| Task goal |
Retype the lines in the listing below from the line containing "Objective — one point per instance of the stone building" through the line containing "Target: stone building", inclusive, without changing anything.

━━━ Information shown ━━━

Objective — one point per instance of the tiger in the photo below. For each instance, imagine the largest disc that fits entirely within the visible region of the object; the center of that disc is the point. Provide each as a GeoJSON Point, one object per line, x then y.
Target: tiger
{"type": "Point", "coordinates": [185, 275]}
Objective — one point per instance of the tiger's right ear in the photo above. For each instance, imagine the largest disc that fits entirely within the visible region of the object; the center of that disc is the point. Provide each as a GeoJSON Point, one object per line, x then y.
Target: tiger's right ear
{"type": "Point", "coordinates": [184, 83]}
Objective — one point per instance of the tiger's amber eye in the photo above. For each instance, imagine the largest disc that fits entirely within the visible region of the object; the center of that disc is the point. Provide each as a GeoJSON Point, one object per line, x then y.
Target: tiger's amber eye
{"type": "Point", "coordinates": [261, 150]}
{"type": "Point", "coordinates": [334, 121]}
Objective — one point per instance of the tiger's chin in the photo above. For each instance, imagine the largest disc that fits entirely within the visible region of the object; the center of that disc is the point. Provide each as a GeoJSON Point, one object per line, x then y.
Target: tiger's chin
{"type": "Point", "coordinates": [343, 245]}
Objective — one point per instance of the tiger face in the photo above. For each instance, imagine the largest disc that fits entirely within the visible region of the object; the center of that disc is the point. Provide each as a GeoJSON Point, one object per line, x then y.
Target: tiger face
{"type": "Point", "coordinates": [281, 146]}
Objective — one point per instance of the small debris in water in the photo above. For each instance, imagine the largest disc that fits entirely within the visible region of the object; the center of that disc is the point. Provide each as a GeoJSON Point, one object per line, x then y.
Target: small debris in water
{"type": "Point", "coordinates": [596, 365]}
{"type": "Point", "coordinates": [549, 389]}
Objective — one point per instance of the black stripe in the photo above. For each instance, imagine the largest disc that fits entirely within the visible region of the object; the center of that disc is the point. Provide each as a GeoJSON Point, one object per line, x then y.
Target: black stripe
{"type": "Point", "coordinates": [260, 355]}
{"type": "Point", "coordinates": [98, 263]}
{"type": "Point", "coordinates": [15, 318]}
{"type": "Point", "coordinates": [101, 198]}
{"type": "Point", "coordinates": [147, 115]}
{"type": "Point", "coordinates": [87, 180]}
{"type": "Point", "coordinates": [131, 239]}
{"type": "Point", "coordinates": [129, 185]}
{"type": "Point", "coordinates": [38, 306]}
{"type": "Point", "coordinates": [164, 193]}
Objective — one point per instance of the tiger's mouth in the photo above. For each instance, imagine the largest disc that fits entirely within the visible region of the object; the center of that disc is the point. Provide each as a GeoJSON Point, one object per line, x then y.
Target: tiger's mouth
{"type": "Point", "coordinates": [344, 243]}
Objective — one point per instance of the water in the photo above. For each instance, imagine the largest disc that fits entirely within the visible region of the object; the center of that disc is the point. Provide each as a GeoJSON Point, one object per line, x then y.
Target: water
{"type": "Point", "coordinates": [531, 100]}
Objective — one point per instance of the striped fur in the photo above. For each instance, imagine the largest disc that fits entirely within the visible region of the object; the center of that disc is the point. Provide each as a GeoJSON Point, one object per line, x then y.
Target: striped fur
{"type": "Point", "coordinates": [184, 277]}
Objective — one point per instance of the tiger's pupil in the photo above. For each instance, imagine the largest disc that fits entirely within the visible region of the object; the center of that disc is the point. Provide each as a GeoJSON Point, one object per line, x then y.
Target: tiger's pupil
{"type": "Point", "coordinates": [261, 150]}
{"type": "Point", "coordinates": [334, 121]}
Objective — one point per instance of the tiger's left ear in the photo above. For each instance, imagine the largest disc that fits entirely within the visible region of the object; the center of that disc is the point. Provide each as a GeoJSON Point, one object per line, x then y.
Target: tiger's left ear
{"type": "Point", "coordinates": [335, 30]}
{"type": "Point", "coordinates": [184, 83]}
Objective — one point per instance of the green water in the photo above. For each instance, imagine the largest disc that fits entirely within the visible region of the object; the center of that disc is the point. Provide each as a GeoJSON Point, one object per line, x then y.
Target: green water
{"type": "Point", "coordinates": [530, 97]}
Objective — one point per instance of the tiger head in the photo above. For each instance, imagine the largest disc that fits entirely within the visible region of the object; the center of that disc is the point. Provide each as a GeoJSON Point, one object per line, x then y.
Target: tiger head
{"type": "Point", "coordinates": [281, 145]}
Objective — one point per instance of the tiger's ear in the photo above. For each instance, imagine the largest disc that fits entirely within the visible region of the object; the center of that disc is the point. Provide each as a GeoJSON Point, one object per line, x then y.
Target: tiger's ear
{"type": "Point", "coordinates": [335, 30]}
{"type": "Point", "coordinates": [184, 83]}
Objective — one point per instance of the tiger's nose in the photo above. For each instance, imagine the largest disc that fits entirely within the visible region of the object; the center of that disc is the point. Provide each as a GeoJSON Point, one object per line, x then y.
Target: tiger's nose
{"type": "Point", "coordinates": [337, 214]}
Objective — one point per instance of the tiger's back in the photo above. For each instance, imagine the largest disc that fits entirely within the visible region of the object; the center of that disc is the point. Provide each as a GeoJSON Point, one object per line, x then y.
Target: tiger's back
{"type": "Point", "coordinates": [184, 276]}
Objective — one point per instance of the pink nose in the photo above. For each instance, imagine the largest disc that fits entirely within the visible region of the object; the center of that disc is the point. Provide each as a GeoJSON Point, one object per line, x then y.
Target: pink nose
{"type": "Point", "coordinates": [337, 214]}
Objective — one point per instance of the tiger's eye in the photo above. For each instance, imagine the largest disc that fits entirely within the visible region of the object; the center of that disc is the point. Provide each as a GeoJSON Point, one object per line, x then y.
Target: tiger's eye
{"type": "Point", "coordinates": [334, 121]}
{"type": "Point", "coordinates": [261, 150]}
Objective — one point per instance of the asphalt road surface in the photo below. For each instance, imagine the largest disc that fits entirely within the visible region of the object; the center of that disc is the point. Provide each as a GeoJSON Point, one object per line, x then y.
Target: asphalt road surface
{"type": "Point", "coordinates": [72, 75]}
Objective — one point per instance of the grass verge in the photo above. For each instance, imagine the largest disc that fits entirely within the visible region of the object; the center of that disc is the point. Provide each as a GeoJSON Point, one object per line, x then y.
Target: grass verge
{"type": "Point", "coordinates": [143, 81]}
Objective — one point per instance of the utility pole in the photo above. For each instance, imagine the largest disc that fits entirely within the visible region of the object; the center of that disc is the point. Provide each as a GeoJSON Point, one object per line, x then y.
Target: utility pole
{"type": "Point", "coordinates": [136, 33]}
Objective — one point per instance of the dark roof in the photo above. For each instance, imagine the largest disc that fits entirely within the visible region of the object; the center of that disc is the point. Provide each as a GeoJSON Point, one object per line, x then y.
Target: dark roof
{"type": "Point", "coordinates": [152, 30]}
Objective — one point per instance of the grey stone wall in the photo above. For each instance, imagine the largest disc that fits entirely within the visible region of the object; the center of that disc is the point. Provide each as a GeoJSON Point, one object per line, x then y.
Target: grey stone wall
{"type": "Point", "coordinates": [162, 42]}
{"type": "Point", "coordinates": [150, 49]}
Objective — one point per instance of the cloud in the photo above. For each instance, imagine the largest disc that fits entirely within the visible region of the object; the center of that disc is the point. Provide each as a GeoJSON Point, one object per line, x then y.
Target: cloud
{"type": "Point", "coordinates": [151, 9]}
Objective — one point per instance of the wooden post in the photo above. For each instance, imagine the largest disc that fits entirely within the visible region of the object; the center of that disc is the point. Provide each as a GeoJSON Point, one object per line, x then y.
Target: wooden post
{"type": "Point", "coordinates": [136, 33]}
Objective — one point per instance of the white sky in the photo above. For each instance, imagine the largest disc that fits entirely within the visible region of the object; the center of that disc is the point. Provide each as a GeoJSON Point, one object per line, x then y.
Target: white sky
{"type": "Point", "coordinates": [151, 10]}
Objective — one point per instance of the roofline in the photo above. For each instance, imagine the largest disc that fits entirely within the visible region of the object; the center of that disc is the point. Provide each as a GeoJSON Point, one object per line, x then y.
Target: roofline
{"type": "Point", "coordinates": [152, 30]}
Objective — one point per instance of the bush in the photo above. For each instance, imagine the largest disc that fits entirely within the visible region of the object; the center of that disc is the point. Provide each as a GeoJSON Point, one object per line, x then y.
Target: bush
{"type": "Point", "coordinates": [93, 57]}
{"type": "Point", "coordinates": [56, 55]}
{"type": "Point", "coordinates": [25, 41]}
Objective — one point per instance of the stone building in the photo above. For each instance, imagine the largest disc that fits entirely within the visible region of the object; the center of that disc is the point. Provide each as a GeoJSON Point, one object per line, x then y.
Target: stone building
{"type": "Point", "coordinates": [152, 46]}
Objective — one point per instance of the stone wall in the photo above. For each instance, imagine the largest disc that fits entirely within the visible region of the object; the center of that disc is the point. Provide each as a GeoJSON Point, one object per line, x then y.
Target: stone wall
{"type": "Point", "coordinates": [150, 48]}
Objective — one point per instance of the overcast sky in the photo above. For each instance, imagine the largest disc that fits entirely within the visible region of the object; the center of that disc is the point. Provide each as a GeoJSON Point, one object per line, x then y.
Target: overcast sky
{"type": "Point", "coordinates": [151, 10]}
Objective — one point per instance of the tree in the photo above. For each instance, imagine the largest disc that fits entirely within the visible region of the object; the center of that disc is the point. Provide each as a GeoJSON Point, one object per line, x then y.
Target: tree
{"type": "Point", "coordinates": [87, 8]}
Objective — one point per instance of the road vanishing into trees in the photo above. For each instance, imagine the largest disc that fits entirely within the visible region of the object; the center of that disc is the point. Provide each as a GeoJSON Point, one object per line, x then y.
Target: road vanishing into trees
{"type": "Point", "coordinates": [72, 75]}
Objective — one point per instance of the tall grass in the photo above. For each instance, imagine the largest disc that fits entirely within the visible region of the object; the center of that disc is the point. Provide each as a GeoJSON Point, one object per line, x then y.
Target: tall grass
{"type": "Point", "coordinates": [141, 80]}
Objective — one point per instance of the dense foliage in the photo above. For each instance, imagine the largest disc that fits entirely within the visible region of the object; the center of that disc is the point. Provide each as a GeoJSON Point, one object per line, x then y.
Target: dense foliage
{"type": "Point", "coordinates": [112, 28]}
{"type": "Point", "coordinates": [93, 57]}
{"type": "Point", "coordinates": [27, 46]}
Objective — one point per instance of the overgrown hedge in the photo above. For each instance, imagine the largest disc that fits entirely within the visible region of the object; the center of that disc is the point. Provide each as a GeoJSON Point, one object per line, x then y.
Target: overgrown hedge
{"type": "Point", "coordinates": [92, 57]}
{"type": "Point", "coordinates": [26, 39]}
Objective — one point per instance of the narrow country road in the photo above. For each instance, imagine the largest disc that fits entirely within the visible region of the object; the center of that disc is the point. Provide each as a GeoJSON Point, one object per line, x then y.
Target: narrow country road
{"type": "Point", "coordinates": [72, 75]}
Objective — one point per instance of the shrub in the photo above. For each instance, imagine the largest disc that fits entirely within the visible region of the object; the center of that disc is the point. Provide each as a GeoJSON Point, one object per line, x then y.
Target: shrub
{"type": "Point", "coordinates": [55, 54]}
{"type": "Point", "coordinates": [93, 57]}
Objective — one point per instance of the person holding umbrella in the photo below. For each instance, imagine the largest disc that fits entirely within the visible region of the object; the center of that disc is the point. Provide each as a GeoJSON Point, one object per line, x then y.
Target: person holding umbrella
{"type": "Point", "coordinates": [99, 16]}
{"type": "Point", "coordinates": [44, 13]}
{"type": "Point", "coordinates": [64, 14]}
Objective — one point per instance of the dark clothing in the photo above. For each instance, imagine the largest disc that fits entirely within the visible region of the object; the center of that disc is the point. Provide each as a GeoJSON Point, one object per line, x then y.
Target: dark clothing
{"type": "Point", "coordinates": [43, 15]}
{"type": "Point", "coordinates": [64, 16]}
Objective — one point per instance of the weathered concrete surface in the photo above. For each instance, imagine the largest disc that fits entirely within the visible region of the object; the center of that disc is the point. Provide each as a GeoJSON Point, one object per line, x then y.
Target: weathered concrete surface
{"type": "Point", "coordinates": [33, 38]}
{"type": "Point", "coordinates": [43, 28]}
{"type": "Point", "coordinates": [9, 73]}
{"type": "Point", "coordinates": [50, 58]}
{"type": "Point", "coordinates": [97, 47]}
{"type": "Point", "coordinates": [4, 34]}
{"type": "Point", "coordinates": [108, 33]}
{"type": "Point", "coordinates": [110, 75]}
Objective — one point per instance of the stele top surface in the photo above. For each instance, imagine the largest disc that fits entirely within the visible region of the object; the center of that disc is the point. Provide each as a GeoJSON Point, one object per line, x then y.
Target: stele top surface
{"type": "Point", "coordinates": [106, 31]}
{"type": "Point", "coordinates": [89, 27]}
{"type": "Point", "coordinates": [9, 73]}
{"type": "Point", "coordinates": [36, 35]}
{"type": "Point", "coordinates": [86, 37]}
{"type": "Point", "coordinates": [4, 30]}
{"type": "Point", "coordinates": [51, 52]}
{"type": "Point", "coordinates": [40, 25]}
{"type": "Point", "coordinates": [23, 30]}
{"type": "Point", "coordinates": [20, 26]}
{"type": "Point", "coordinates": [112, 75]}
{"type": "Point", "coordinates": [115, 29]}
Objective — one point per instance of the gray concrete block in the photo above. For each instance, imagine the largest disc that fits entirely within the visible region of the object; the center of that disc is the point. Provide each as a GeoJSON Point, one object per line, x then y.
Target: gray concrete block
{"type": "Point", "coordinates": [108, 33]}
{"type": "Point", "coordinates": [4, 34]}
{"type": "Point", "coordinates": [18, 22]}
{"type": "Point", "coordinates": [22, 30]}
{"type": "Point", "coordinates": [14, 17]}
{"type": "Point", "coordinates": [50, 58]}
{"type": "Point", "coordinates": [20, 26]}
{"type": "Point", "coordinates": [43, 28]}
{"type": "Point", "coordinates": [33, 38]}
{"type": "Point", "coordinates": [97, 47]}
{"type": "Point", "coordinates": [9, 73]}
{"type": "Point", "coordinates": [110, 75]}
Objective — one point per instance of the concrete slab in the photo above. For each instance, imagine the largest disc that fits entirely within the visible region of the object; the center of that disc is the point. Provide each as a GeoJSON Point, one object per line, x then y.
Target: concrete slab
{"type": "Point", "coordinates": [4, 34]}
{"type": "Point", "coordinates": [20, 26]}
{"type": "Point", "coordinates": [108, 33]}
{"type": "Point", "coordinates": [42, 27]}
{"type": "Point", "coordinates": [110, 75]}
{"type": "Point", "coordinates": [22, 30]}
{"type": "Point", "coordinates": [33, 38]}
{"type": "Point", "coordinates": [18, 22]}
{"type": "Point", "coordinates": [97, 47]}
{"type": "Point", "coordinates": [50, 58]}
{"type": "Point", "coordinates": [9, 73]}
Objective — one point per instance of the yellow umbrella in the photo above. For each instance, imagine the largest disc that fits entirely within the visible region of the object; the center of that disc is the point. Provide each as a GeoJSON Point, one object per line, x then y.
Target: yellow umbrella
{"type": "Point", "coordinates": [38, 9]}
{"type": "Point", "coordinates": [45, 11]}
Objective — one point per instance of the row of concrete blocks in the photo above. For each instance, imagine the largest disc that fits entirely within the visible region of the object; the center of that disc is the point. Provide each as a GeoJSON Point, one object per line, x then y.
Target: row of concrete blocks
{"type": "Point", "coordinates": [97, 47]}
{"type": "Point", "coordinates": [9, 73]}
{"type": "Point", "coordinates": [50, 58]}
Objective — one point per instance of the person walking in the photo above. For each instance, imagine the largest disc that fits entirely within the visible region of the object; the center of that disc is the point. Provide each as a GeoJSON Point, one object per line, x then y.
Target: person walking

━━━

| Complete response |
Objective — one point per instance of the stone building in the photo above. For each instance, imagine the largest disc that fits entirely within the visible region of the object; the center of that disc is the point. Provide each as a GeoJSON Point, one object per line, x then y.
Target: stone building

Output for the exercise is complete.